_Exercise_.
Copy the material below with every "dot" swapped for "point", leaving everything else unchanged.

_Records for the exercise_.
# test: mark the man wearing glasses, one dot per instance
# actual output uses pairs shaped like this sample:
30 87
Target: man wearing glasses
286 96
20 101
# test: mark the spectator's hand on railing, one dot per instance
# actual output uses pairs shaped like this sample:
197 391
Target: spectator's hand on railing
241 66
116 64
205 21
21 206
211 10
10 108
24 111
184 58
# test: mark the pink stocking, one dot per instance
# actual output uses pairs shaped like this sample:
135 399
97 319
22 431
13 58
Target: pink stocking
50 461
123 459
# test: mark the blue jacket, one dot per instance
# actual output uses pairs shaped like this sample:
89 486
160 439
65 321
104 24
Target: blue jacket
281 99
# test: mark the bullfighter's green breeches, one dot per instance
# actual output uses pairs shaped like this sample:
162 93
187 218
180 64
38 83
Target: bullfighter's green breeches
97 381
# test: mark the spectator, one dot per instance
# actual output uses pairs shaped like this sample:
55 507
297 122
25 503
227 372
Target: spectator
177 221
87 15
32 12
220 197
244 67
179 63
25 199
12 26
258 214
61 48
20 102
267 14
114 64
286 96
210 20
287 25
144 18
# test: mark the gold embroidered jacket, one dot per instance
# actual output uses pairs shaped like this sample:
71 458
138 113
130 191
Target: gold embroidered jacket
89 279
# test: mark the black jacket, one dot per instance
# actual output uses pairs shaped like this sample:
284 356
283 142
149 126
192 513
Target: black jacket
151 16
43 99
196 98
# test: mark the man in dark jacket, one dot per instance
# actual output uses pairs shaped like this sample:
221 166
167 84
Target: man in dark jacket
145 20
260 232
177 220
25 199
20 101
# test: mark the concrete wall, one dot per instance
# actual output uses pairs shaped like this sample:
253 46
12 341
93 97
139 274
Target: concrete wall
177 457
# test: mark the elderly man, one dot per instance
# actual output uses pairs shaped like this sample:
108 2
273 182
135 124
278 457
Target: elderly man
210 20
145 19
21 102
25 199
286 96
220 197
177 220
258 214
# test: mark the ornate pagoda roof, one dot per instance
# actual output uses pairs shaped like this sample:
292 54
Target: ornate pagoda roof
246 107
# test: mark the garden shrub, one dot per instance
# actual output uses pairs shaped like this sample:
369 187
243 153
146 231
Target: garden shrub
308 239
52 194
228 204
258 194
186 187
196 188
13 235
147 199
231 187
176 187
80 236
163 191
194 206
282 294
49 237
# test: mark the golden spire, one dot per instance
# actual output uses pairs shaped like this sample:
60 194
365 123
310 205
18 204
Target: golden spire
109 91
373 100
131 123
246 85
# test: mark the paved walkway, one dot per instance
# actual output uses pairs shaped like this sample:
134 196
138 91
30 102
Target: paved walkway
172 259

_Answer below_.
# test: mark the man wearing glasses, one point per instance
# actual output uses pairs shaped like this sample:
30 87
Target: man wearing glasses
286 96
20 101
# test: mark the spectator's hand on railing, one point per instance
# actual output uses pairs shaped like this sample:
197 391
Target: spectator's hand on railing
241 66
116 64
205 21
21 206
211 10
10 108
24 111
184 58
# test: mark the pink stocking, one point per instance
# actual output uses pairs shaped like this sample:
135 399
97 319
22 431
13 58
Target: pink stocking
50 461
123 459
# test: mark the blue jacket, one point per instance
# actual output uses pairs shaped like this sample:
89 486
160 439
65 321
104 24
Target: blue jacket
281 99
# test: mark the bullfighter's green breeches, one point per instance
# actual output uses pairs shaped like this sample:
162 93
187 218
180 64
38 83
Target: bullfighter's green breeches
97 381
# test: mark the spectator, one point per instance
# actual output uses pairs shaped like this sample:
55 507
297 122
25 503
227 372
Target: spectator
177 221
87 15
32 12
220 197
244 67
179 63
25 199
12 26
258 214
61 48
20 102
267 14
114 64
286 96
210 20
287 25
144 18
# test: mark the gold embroidered jacket, one point per instance
# actual output uses pairs shaped like this sample:
71 458
138 113
130 191
Target: gold embroidered jacket
89 279
# test: mark the black jacket, one point per instance
# actual output uses pairs shaped like this sample:
284 356
283 142
149 126
192 513
Target: black jacket
151 16
43 99
196 98
# test: mark the man in dark jacket, one point per instance
# actual output uses pairs shaped like this sample:
221 166
167 84
Target: man in dark jacket
145 20
260 232
177 220
25 199
20 101
# test: mark the concrete wall, one point per instance
# actual output uses pairs shaped like this sample:
253 46
12 341
93 97
139 274
Target: concrete wall
177 457
# test: mark the elderly man, one point per instance
# actual output uses pairs shaped like this sample:
108 2
273 182
135 124
278 457
Target: elderly man
210 20
145 19
21 102
25 199
286 96
220 197
177 220
258 214
# test: mark the ornate pagoda roof, one point per instance
# actual output uses pairs shaped like this sample:
292 54
Target: ornate pagoda roof
246 107
# test: mark the garden shrub, one point per instance
# actual output uses pairs shaped like this sample:
369 187
243 153
146 231
Target: garden shrub
308 239
52 194
228 204
258 194
186 187
196 188
13 235
147 199
231 187
176 187
80 236
163 191
194 206
282 294
49 237
# test: mark the golden spire, one point per instance
# actual output uses pairs shaped like this sample:
60 194
365 123
310 205
18 204
Target: golden spire
109 91
373 100
131 123
246 85
# test: mark the paved walkway, one point per instance
# actual output uses pairs shaped like this sample:
134 196
138 91
30 102
Target: paved walkway
172 259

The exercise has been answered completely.